Photo-based referring expression data
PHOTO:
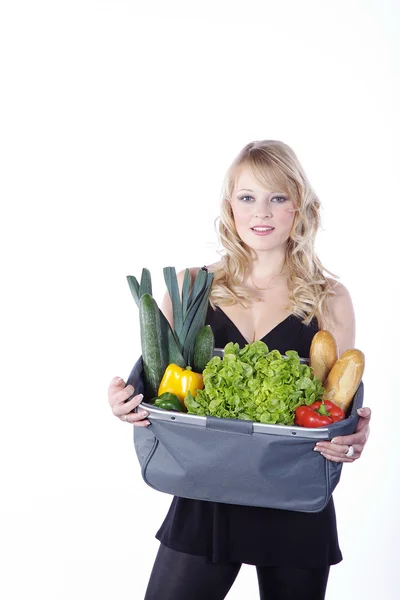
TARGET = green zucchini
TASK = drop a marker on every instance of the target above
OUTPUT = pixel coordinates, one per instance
(203, 349)
(153, 351)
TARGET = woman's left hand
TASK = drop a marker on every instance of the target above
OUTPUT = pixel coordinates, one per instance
(336, 449)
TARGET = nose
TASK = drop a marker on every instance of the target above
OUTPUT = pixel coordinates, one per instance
(263, 212)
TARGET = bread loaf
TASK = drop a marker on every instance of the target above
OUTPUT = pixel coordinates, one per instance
(323, 354)
(344, 378)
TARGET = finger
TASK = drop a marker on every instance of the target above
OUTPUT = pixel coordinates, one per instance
(116, 383)
(336, 449)
(135, 417)
(143, 423)
(123, 395)
(365, 413)
(335, 458)
(123, 408)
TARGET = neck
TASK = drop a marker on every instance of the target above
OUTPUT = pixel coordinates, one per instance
(268, 265)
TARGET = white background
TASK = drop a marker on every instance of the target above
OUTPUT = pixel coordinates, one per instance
(119, 120)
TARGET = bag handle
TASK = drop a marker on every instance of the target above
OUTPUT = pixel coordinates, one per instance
(230, 425)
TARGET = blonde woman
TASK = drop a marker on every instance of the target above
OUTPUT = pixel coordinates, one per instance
(269, 285)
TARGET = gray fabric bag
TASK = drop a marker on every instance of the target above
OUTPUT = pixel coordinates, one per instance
(237, 462)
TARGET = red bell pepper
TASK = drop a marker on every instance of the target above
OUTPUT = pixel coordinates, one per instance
(318, 414)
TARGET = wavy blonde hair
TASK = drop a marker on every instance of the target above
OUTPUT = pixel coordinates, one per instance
(275, 166)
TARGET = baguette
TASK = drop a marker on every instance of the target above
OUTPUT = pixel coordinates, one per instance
(344, 378)
(323, 354)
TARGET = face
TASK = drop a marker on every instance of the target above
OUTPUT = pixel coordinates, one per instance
(263, 217)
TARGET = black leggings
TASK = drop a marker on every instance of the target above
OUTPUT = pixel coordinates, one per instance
(180, 576)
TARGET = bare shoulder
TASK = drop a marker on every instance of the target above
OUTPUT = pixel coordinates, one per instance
(341, 296)
(342, 315)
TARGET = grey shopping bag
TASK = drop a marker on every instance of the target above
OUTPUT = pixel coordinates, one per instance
(237, 462)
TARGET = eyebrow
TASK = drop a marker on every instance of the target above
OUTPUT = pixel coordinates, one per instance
(247, 190)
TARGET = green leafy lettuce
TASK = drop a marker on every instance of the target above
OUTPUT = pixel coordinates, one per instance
(256, 384)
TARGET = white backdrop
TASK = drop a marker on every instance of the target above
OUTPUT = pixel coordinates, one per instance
(119, 122)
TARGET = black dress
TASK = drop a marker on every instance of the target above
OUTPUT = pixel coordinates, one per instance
(248, 534)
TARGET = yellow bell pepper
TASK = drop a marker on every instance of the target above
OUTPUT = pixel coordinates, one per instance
(180, 381)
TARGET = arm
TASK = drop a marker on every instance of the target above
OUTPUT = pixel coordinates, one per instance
(342, 314)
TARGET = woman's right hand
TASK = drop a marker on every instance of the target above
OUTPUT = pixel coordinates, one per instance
(117, 394)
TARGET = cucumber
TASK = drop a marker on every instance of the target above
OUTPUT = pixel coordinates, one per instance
(172, 351)
(203, 349)
(153, 352)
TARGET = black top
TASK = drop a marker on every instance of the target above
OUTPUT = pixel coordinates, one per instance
(249, 534)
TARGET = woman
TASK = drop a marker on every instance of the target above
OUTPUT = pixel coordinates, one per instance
(268, 285)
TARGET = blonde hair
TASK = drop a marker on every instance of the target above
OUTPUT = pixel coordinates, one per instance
(275, 166)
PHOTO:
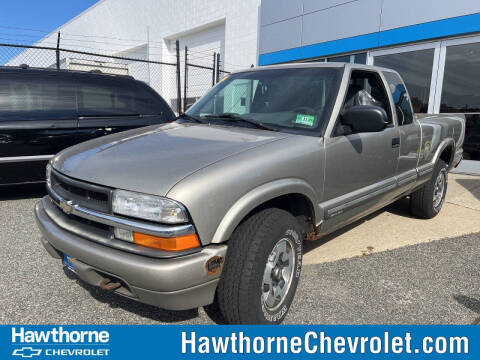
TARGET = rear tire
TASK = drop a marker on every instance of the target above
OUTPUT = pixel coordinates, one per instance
(427, 201)
(261, 270)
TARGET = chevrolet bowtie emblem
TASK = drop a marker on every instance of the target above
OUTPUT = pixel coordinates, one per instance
(26, 352)
(66, 206)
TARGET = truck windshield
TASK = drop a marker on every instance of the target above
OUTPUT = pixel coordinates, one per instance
(296, 100)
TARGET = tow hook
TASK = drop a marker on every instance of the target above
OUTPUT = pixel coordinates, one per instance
(109, 285)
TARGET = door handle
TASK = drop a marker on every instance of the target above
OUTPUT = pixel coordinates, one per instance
(395, 142)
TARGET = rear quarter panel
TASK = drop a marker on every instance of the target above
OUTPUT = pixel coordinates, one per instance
(438, 132)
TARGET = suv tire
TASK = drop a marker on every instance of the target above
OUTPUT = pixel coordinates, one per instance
(262, 269)
(427, 201)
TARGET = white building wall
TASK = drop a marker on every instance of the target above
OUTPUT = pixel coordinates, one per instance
(152, 26)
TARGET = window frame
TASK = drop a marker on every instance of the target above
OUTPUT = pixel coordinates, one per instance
(414, 120)
(330, 129)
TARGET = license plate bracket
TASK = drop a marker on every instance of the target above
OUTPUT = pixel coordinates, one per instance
(67, 261)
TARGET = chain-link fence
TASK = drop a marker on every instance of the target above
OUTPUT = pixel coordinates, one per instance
(172, 80)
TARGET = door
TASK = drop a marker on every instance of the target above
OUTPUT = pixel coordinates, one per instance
(410, 133)
(107, 105)
(359, 167)
(37, 120)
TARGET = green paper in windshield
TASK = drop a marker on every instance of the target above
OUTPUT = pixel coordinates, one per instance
(307, 120)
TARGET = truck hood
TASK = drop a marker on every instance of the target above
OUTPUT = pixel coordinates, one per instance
(153, 159)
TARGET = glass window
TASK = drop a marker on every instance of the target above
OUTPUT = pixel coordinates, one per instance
(36, 97)
(403, 107)
(115, 97)
(461, 82)
(366, 88)
(415, 67)
(295, 99)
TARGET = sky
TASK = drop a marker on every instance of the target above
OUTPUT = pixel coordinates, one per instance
(27, 21)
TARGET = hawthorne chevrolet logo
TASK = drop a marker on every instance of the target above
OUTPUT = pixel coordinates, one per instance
(27, 352)
(59, 342)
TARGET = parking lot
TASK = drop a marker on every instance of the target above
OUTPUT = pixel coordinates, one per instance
(387, 268)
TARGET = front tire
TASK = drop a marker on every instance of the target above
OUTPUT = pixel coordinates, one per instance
(261, 269)
(427, 201)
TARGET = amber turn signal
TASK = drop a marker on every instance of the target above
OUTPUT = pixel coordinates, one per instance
(178, 243)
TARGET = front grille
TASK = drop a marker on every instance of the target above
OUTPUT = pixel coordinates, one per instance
(86, 195)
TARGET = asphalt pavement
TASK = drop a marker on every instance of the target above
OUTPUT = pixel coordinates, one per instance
(437, 282)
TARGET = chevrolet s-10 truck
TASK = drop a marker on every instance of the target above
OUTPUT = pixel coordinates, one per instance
(213, 208)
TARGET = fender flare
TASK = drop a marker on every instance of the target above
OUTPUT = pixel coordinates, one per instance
(258, 196)
(442, 146)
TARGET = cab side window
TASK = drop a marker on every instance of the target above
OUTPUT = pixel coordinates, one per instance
(364, 88)
(403, 106)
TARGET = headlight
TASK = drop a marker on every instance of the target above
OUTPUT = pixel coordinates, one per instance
(48, 173)
(148, 207)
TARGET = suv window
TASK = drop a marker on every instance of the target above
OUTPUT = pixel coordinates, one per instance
(35, 97)
(403, 106)
(104, 97)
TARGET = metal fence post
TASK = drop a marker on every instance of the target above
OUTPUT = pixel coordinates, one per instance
(213, 68)
(185, 81)
(218, 67)
(179, 83)
(58, 51)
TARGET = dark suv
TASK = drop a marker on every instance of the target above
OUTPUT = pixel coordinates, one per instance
(43, 111)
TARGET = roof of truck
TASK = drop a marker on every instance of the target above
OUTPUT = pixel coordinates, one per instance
(302, 65)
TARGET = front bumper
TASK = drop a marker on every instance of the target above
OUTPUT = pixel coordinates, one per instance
(177, 283)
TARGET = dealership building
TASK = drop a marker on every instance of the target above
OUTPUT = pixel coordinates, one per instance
(148, 30)
(433, 44)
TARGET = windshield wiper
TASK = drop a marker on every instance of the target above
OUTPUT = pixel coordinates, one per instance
(239, 118)
(191, 117)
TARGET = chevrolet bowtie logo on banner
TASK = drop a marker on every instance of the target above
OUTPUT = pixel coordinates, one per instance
(26, 352)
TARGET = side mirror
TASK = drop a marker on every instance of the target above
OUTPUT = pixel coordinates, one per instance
(365, 118)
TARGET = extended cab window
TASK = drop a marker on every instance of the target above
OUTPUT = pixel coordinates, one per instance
(36, 97)
(365, 88)
(110, 97)
(403, 107)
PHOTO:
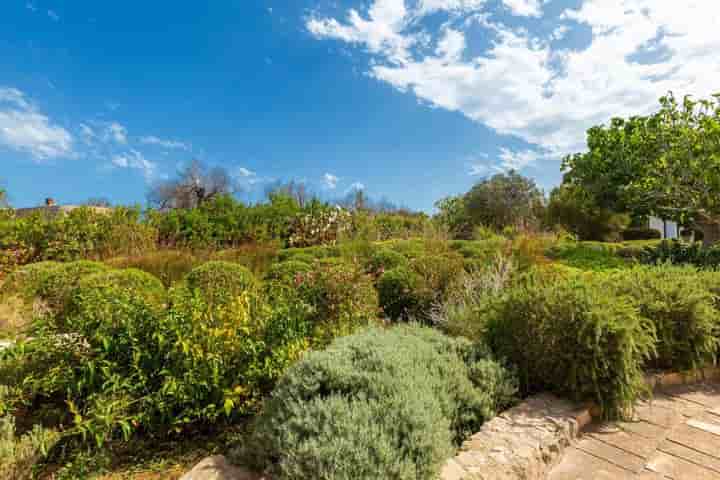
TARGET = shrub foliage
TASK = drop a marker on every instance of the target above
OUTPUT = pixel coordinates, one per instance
(380, 404)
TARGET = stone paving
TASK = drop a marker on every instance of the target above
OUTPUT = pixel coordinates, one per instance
(675, 436)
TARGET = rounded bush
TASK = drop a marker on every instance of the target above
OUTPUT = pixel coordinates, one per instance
(573, 335)
(287, 272)
(102, 298)
(384, 259)
(58, 286)
(680, 302)
(342, 296)
(390, 404)
(397, 293)
(220, 282)
(26, 281)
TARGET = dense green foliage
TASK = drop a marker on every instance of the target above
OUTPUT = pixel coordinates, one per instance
(220, 282)
(680, 303)
(380, 404)
(663, 164)
(674, 251)
(570, 336)
(576, 211)
(82, 233)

▶ **PROBLEM TO SOLVE**:
Nothing should appear in the answer except the lines above from the line with "TARGET = glass window" through the line with "TARGET = amber turn signal", both included, written out exactly.

▶ **ANSWER AREA**:
TARGET = glass window
TASK = drop a marker on every instance of the target above
OUTPUT = pixel coordinates, one per instance
(36, 97)
(403, 107)
(115, 97)
(461, 82)
(366, 88)
(415, 67)
(295, 99)
TARGET = sky
TASK = drop a marker on every instance of the target above
OUTPUT = pixel coordinates, one per instance
(27, 21)
TARGET = hawthorne chevrolet logo
TASK = drop a marker on every instance of the target above
OUTPUT = pixel coordinates, one per instance
(27, 352)
(59, 342)
TARGET = parking lot
TASK = drop a marker on every instance of the target above
OUTPUT = pixel coordinates, one per instance
(387, 268)
TARGET = front tire
TASK = drop a marker on every instance of the target above
OUTPUT = pixel coordinates, one per instance
(261, 269)
(427, 201)
TARGET = amber turn signal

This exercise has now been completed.